Consider each domain someone might select to refute the claim that there is nothing outside of the text. The critic might object to Derrida: you say there is nothing outside of the text: but what of my current emotion of anger? That isn’t a ‘text’. The debate can’t progress unless the critic recognizes what Derrida means by text. Some defend Derrida by pointing out that it is impossible to describe that anger without metaphors, linguistic meanings – we have always entered the world of language, thus the anger is not outside of textuality. Others would argue that the experience of emotion is already ‘differential’ (hate differentiates itself from disliking, love, etc.).

Similarly, some have tried to refute Derrida by mentioning the concrete materiality of a virus. One form of counter-argument points out how the scientific language of the virus is in fact highly metaphorical: viral attacks are often described with militaristic or battle imagery. This interpretation of Derrida emphasizes that we are always in the world of language, whether we refer to a virus, an emotion, the sun, the rain. We’ve never stepped out of language to touch the thing itself, according to this defence of Derrida. Even as the rain touches my face, it does so with associations and differentiations. It is the breaking of the drought, or the disaster to my clothes, or the joy of a sensation, or a marvellous memory rekindled. The rain does not fall without already being imbued with meaning for me. It cannot fall for me ‘meaninglessly’.

■ ■ ■ ■

▶ Activities:
- A) From the passage on Derrida, print the words between "Consider each domain" and "disliking, love, etc.).", inclusive.
- B) Translate this sentence from the passage on Derrida into Spanish: "The rain does not fall without already being imbued with meaning for me."

▶ Exercise data:
■ ■ ■ ■

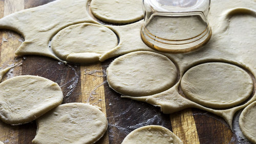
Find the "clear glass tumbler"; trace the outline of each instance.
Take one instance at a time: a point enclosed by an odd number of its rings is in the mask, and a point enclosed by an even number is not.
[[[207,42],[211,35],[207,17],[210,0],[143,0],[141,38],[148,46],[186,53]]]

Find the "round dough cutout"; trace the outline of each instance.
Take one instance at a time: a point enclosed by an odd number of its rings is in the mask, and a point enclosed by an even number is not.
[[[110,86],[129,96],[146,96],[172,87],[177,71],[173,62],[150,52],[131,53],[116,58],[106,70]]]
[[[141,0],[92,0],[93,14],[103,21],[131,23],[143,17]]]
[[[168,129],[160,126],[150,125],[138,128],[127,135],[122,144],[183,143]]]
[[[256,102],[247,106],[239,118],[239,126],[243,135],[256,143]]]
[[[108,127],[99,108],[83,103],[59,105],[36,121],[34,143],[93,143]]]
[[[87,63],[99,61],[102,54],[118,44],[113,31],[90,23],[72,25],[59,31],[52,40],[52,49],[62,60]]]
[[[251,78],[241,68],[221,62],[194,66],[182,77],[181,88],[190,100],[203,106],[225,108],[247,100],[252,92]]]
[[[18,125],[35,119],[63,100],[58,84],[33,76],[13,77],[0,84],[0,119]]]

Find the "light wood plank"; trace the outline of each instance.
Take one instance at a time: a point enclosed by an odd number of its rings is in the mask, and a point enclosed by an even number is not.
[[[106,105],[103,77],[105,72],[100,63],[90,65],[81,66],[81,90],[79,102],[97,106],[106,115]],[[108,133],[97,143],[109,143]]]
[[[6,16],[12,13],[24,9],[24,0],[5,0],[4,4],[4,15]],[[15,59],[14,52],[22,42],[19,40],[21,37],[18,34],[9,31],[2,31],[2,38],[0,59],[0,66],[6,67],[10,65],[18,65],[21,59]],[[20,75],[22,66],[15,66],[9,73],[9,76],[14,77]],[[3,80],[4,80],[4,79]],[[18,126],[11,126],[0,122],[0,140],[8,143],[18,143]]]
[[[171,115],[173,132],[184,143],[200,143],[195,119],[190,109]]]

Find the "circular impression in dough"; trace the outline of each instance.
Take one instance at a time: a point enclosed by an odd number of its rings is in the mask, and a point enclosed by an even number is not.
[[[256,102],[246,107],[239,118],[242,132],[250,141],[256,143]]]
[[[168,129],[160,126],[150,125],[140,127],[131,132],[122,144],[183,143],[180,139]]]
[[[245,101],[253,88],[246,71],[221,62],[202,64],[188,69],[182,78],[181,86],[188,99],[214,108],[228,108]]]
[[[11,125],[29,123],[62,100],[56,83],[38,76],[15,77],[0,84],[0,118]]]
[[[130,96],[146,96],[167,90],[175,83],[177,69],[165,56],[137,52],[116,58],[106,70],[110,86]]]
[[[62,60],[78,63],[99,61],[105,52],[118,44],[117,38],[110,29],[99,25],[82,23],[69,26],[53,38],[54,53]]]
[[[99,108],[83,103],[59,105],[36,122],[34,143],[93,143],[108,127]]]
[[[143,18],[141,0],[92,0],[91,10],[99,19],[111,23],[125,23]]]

■ ■ ■ ■

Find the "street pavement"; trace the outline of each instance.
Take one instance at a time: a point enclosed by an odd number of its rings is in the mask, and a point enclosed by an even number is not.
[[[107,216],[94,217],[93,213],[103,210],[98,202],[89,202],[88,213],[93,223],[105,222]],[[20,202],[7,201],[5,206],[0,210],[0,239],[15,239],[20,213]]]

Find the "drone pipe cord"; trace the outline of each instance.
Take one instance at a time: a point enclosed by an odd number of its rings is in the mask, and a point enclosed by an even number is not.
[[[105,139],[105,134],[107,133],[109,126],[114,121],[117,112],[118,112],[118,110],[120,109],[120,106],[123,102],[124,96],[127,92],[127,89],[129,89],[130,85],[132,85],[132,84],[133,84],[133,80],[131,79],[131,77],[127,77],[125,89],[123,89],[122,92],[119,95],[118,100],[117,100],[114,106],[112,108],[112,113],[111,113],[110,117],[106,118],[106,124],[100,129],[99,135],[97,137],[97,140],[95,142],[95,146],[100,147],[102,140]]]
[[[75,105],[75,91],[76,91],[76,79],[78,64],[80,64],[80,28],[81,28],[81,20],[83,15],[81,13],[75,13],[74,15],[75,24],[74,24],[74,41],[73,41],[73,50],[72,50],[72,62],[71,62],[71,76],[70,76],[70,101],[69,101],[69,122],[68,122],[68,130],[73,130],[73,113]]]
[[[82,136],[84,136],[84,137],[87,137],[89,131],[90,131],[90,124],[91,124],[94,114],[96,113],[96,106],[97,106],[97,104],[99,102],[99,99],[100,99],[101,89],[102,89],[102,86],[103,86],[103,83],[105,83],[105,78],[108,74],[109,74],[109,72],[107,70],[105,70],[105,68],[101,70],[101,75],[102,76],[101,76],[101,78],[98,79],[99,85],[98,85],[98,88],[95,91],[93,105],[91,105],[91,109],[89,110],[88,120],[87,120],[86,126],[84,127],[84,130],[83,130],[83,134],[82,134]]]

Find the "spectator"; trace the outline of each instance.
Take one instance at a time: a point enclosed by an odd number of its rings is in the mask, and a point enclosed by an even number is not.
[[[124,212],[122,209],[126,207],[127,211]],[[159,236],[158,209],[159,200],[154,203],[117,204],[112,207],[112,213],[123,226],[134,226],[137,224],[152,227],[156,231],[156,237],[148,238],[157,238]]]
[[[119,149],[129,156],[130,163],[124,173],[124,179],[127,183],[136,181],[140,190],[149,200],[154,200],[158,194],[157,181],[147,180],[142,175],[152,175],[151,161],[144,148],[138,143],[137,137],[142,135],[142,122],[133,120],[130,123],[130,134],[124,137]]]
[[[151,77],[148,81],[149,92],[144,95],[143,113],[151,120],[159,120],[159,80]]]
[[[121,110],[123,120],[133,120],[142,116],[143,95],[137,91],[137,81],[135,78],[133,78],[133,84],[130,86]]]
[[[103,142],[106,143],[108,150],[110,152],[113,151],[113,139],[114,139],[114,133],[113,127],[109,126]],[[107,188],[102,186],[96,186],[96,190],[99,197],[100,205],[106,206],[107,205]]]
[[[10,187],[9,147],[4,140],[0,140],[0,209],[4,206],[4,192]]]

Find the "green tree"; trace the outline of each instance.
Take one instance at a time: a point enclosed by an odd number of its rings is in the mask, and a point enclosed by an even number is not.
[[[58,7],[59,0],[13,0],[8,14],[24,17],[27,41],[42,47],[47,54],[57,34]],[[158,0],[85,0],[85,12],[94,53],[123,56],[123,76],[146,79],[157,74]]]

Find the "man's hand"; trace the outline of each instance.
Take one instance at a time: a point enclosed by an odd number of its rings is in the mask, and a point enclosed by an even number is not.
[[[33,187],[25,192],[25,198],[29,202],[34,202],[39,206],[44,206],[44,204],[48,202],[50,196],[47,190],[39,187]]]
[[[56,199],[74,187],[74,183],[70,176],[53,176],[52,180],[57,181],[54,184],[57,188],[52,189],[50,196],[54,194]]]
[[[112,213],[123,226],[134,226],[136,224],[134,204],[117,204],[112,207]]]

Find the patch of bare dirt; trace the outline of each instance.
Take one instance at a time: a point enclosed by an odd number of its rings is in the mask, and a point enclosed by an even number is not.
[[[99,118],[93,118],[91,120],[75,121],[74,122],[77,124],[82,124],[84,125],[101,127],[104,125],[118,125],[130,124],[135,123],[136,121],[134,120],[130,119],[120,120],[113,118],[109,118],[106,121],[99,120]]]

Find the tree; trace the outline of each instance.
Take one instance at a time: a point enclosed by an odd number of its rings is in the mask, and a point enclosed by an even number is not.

■ ■ ■ ■

▶ Answers for each item:
- A)
Consider each domain someone might select to refute the claim that there is nothing outside of the text. The critic might object to Derrida: you say there is nothing outside of the text: but what of my current emotion of anger? That isn’t a ‘text’. The debate can’t progress unless the critic recognizes what Derrida means by text. Some defend Derrida by pointing out that it is impossible to describe that anger without metaphors, linguistic meanings – we have always entered the world of language, thus the anger is not outside of textuality. Others would argue that the experience of emotion is already ‘differential’ (hate differentiates itself from disliking, love, etc.).

- B) La lluvia no cae sin estar ya impregnada de significado para mí.